[Instructions to follow]: Reproduce everything from the line containing "fireplace hearth, which" down to the end of the listing, swapping "fireplace hearth" for "brick hearth" and leaving all else as it stands.

(Image point annotation entries)

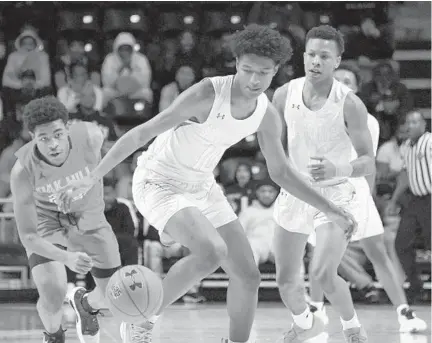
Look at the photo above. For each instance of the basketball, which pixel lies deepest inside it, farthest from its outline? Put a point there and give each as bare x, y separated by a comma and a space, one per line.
134, 293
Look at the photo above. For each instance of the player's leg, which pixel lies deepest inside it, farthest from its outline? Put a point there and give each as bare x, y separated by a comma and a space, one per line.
244, 281
51, 282
101, 245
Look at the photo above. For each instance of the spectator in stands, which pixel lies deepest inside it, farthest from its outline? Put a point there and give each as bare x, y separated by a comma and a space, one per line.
80, 90
386, 98
126, 72
120, 219
371, 42
27, 62
416, 204
389, 157
389, 165
188, 53
242, 191
75, 54
258, 222
184, 78
11, 126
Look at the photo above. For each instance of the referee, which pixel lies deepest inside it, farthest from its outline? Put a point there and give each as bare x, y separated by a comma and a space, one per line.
413, 194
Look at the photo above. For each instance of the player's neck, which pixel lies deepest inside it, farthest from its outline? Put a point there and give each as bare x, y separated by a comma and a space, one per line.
319, 87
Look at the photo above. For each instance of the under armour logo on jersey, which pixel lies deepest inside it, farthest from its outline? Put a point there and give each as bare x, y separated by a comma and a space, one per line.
132, 276
42, 176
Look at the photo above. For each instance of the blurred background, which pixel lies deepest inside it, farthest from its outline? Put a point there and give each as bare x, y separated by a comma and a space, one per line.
118, 64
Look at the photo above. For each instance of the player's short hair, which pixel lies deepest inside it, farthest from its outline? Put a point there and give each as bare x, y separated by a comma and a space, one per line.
44, 110
353, 69
261, 41
327, 32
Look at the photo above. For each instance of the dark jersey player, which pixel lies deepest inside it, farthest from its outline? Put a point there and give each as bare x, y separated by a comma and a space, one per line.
82, 239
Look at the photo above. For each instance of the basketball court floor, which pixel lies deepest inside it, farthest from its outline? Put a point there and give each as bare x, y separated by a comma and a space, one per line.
208, 323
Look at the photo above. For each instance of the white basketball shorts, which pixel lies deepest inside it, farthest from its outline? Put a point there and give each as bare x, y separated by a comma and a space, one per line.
294, 215
158, 198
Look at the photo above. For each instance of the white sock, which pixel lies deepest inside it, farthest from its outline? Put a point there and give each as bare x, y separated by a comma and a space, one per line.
401, 308
304, 320
153, 319
318, 304
352, 323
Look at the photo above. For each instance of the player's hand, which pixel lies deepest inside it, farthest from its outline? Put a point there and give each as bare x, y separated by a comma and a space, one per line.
392, 208
79, 262
73, 192
321, 168
345, 221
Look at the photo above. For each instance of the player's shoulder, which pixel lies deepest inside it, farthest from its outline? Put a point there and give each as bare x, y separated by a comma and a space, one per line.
353, 104
18, 174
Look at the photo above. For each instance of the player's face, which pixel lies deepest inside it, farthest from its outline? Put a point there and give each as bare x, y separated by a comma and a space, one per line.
321, 58
52, 140
110, 196
28, 43
266, 195
254, 74
348, 78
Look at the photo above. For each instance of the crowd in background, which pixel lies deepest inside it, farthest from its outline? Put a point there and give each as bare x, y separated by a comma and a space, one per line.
134, 81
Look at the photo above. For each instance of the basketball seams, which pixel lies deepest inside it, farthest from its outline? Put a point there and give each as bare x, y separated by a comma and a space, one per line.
130, 298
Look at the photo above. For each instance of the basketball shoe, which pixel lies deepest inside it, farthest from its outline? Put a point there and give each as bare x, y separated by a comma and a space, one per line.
131, 333
87, 324
355, 335
58, 337
409, 322
296, 334
320, 312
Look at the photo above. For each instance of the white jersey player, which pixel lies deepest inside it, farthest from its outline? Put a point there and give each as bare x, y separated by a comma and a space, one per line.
324, 119
371, 231
174, 187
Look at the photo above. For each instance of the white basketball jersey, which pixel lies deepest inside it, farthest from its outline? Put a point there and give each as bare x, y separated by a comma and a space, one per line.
319, 133
191, 151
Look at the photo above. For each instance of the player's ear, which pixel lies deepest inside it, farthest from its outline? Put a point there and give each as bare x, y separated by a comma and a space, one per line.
276, 69
338, 61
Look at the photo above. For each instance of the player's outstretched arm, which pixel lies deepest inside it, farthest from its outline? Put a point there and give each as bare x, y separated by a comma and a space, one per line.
26, 220
287, 177
356, 117
192, 102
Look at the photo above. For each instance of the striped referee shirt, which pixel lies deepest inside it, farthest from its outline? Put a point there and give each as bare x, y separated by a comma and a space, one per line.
417, 162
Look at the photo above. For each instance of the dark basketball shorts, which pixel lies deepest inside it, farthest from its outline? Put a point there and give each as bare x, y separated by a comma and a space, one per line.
100, 244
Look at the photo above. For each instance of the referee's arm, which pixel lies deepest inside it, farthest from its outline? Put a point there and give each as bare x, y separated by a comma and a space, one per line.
401, 187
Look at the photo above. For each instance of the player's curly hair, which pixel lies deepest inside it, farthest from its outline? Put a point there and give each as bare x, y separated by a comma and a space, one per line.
261, 41
327, 32
44, 110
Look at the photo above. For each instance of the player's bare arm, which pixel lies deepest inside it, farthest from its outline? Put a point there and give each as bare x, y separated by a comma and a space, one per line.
26, 220
279, 99
356, 115
286, 177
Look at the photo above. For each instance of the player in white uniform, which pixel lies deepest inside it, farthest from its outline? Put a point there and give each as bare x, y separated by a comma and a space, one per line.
174, 187
371, 236
324, 120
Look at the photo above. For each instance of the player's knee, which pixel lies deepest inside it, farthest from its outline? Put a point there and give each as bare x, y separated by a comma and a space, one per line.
326, 276
51, 294
214, 252
287, 279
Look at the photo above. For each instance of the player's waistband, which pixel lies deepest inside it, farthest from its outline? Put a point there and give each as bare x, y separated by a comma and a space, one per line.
323, 184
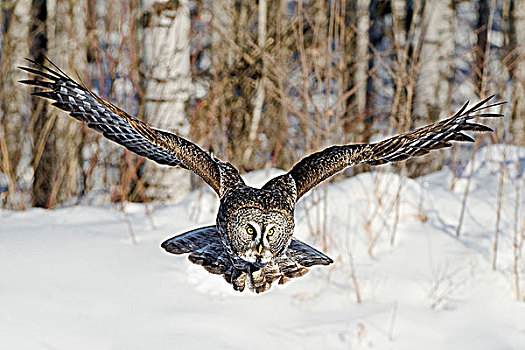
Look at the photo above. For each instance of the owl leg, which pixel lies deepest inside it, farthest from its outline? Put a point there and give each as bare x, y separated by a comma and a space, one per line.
238, 279
257, 280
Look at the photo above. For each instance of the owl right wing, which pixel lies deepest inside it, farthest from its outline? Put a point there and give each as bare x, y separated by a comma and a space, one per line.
315, 168
205, 248
100, 115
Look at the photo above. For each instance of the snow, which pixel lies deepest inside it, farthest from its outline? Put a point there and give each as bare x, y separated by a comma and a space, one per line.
71, 278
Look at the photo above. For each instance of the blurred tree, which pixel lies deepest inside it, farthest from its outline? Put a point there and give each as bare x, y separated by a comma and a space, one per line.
44, 150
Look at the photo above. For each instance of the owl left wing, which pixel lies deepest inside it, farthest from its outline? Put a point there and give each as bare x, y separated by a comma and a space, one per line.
100, 115
315, 168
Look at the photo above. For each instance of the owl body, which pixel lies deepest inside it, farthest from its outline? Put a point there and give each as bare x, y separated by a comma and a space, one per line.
252, 243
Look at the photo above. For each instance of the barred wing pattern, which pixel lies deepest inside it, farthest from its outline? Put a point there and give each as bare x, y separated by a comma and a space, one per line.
315, 168
118, 126
205, 248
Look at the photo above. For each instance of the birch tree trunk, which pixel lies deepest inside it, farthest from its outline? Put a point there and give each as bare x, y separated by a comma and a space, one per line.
15, 143
44, 149
166, 56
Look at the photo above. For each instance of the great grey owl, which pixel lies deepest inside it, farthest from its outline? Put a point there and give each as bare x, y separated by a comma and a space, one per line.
252, 242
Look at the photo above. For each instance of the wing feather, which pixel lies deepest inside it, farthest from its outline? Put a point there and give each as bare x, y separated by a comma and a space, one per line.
116, 125
315, 168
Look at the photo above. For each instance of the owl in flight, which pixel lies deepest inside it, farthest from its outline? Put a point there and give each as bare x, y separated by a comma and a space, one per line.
252, 242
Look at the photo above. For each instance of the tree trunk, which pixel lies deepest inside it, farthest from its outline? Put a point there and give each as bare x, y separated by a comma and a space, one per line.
43, 139
166, 56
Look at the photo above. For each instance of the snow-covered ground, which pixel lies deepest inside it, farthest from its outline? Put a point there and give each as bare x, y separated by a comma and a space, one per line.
71, 278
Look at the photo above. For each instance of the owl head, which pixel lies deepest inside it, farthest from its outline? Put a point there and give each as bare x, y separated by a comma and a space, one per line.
257, 224
258, 235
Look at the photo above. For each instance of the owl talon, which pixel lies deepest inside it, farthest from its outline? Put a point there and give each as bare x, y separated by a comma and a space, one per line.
238, 280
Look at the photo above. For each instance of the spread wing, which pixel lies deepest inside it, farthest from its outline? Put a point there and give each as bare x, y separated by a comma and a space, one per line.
100, 115
315, 168
205, 248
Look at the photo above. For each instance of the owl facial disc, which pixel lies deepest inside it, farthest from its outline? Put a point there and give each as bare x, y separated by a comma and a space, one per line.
257, 236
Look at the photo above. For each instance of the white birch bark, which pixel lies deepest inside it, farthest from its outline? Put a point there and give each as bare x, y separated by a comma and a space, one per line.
166, 54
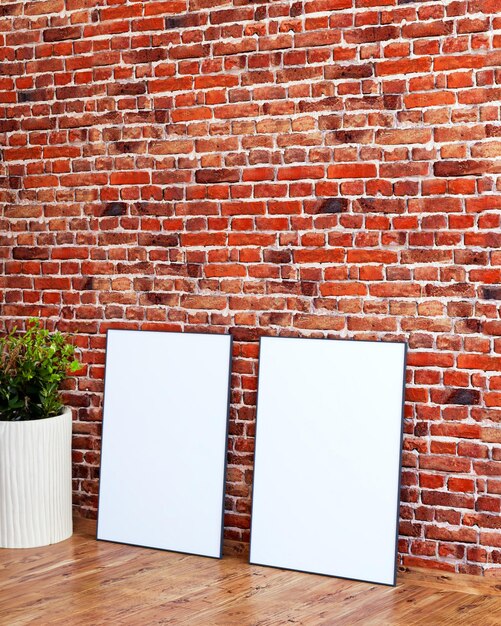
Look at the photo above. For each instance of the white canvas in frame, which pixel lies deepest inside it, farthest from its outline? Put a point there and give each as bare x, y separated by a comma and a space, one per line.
327, 462
164, 440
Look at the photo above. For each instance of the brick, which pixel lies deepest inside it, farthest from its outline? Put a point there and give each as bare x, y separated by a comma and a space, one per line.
311, 168
352, 170
465, 168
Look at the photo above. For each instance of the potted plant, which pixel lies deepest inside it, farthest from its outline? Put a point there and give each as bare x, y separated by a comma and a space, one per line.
35, 438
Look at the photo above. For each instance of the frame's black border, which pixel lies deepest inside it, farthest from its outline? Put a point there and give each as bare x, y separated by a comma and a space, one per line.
225, 444
373, 582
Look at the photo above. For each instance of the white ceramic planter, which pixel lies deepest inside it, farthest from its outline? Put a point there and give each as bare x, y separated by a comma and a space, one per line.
35, 482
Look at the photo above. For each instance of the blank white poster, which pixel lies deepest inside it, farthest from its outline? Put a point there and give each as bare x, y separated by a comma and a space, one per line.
164, 440
327, 461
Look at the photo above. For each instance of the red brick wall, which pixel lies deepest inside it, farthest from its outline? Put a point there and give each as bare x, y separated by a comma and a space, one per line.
317, 167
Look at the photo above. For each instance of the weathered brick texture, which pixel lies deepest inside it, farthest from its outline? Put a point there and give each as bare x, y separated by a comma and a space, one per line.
296, 167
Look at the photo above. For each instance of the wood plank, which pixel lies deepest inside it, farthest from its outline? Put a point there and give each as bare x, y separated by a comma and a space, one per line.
82, 581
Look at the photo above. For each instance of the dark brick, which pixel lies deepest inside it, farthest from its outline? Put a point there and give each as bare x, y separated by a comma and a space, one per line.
128, 89
333, 205
277, 256
492, 292
184, 21
146, 55
62, 34
463, 396
114, 209
34, 95
217, 176
466, 168
158, 240
349, 71
128, 147
28, 254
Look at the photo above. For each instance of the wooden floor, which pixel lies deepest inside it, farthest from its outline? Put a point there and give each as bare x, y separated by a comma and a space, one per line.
82, 581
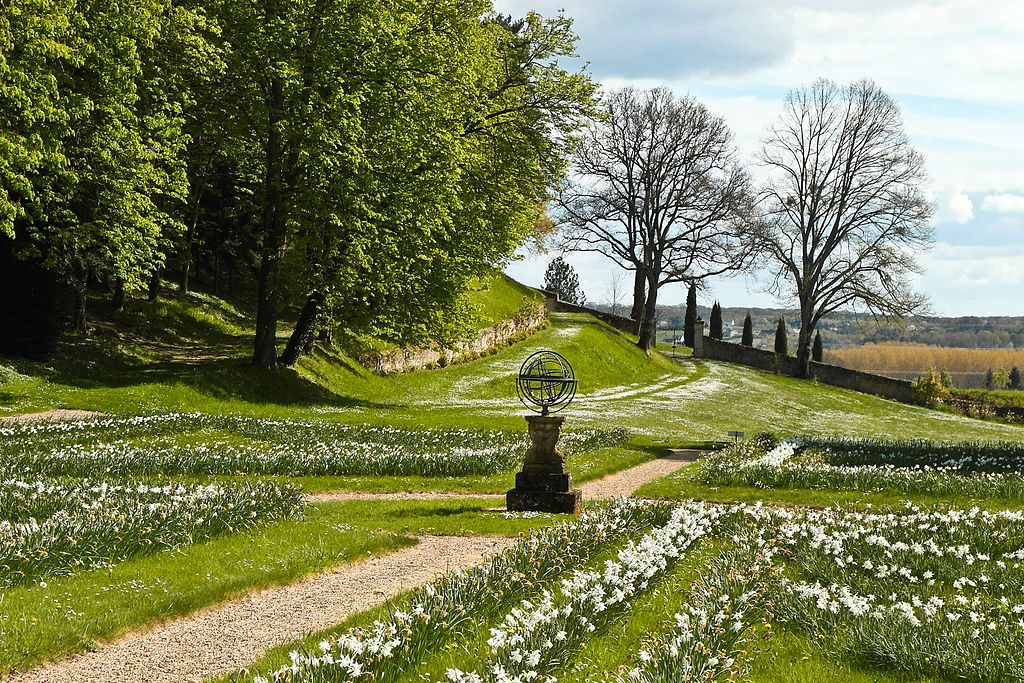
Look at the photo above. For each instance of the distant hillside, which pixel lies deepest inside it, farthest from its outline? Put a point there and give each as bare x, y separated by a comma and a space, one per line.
847, 330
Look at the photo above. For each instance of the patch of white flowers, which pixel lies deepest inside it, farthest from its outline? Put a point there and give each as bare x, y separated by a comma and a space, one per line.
537, 633
175, 443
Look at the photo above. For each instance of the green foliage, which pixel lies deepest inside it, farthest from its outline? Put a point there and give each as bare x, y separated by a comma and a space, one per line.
781, 342
561, 279
930, 389
716, 322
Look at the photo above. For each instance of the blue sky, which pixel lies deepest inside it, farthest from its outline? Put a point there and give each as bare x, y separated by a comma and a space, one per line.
955, 68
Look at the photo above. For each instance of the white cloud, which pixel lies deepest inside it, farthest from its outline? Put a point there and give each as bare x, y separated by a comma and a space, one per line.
961, 208
1004, 203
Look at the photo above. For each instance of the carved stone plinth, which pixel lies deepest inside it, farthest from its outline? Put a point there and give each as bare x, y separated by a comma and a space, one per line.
544, 484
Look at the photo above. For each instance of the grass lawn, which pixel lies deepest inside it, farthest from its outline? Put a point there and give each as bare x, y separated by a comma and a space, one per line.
72, 613
682, 484
660, 401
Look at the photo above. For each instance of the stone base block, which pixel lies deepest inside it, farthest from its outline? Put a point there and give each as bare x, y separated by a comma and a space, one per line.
523, 500
543, 481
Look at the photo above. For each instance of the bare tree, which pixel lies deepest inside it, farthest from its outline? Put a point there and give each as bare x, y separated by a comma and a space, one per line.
846, 213
614, 291
655, 187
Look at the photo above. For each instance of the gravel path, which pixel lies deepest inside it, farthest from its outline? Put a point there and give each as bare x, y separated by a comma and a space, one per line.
627, 481
398, 496
56, 414
235, 634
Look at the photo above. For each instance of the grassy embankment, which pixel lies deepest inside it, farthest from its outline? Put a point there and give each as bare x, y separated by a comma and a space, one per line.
193, 358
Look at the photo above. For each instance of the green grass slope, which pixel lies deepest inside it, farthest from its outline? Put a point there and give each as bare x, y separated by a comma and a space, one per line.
660, 399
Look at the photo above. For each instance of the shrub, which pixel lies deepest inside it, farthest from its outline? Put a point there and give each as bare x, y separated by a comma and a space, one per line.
781, 343
716, 322
930, 389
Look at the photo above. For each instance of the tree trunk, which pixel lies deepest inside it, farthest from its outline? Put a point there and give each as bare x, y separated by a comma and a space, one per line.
639, 297
304, 333
273, 225
649, 319
119, 294
154, 290
79, 283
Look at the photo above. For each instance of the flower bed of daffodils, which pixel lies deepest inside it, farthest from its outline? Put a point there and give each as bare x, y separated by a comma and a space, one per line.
981, 470
57, 526
928, 593
202, 444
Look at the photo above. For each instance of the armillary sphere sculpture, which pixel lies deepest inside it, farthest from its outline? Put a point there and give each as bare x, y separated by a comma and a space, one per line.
546, 384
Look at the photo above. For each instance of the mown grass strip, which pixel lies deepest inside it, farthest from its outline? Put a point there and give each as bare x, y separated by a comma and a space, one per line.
69, 614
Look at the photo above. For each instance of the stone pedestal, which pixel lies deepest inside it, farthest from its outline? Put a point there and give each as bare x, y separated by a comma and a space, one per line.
544, 484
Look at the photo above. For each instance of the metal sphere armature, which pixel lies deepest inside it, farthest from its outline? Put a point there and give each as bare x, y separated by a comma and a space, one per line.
546, 383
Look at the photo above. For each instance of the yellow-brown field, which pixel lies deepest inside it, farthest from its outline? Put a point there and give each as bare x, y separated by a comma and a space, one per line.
919, 357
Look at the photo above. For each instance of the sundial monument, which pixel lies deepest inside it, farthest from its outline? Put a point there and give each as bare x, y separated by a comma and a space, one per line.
546, 384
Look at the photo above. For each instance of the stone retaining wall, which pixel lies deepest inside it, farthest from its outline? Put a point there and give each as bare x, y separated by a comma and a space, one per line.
554, 304
842, 377
527, 319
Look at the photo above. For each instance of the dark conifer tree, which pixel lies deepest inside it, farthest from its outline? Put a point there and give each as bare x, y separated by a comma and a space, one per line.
716, 322
748, 339
691, 315
561, 278
781, 343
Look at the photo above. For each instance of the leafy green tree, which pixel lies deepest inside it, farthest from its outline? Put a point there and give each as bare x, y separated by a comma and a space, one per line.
562, 279
748, 338
105, 195
781, 343
690, 315
393, 152
715, 324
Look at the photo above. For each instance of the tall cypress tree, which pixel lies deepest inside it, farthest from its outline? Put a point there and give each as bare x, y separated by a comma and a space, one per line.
716, 322
781, 343
691, 315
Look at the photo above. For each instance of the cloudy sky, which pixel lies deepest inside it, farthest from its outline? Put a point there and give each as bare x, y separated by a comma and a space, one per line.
955, 68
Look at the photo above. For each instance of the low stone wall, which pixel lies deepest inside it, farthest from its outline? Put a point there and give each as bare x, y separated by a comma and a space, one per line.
526, 321
554, 304
842, 377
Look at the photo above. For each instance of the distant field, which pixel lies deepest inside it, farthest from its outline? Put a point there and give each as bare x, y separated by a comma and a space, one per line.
967, 366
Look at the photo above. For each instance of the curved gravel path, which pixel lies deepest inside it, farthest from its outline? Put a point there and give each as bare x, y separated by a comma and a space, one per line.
627, 481
235, 634
55, 414
226, 637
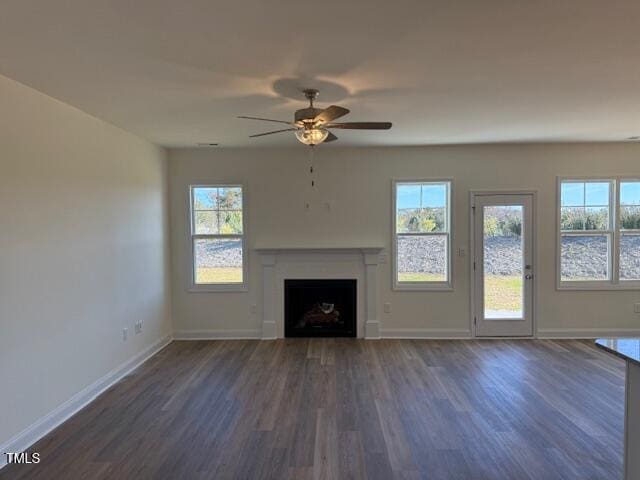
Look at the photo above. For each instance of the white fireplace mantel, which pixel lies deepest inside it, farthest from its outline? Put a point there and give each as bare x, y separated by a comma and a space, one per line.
294, 262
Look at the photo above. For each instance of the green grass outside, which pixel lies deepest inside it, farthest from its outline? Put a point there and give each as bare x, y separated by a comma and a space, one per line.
501, 293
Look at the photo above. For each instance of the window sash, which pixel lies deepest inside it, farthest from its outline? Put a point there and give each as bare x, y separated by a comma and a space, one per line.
445, 232
615, 233
194, 237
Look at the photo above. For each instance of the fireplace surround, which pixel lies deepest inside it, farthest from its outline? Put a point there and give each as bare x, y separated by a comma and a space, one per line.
321, 262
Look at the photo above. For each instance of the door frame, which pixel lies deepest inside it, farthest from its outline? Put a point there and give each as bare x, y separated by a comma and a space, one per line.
472, 255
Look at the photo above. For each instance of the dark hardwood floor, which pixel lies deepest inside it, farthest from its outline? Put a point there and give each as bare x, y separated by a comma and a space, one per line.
344, 408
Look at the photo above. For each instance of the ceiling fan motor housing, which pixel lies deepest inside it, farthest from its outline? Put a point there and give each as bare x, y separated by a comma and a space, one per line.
308, 113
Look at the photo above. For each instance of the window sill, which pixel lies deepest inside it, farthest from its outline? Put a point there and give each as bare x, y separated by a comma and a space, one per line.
418, 287
219, 288
573, 287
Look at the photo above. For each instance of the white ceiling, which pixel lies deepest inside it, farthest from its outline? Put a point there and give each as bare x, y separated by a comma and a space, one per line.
178, 72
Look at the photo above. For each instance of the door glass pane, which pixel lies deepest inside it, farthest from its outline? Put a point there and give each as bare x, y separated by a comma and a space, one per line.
503, 262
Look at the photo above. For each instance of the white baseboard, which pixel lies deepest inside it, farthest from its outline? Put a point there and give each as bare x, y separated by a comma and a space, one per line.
37, 430
586, 333
425, 333
219, 334
372, 330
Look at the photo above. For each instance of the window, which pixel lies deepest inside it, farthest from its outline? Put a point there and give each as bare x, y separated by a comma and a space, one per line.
217, 237
422, 235
599, 244
629, 231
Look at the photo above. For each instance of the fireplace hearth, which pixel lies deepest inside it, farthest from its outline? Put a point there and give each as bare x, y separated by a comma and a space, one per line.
320, 308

[Answer in full]:
Look at the photo above. For each instance of the brick hearth, which pixel lies deepest inside it, farthest from its outline? Put a point there and give each as bare x, y separated by a comma and a space, one per line.
320, 308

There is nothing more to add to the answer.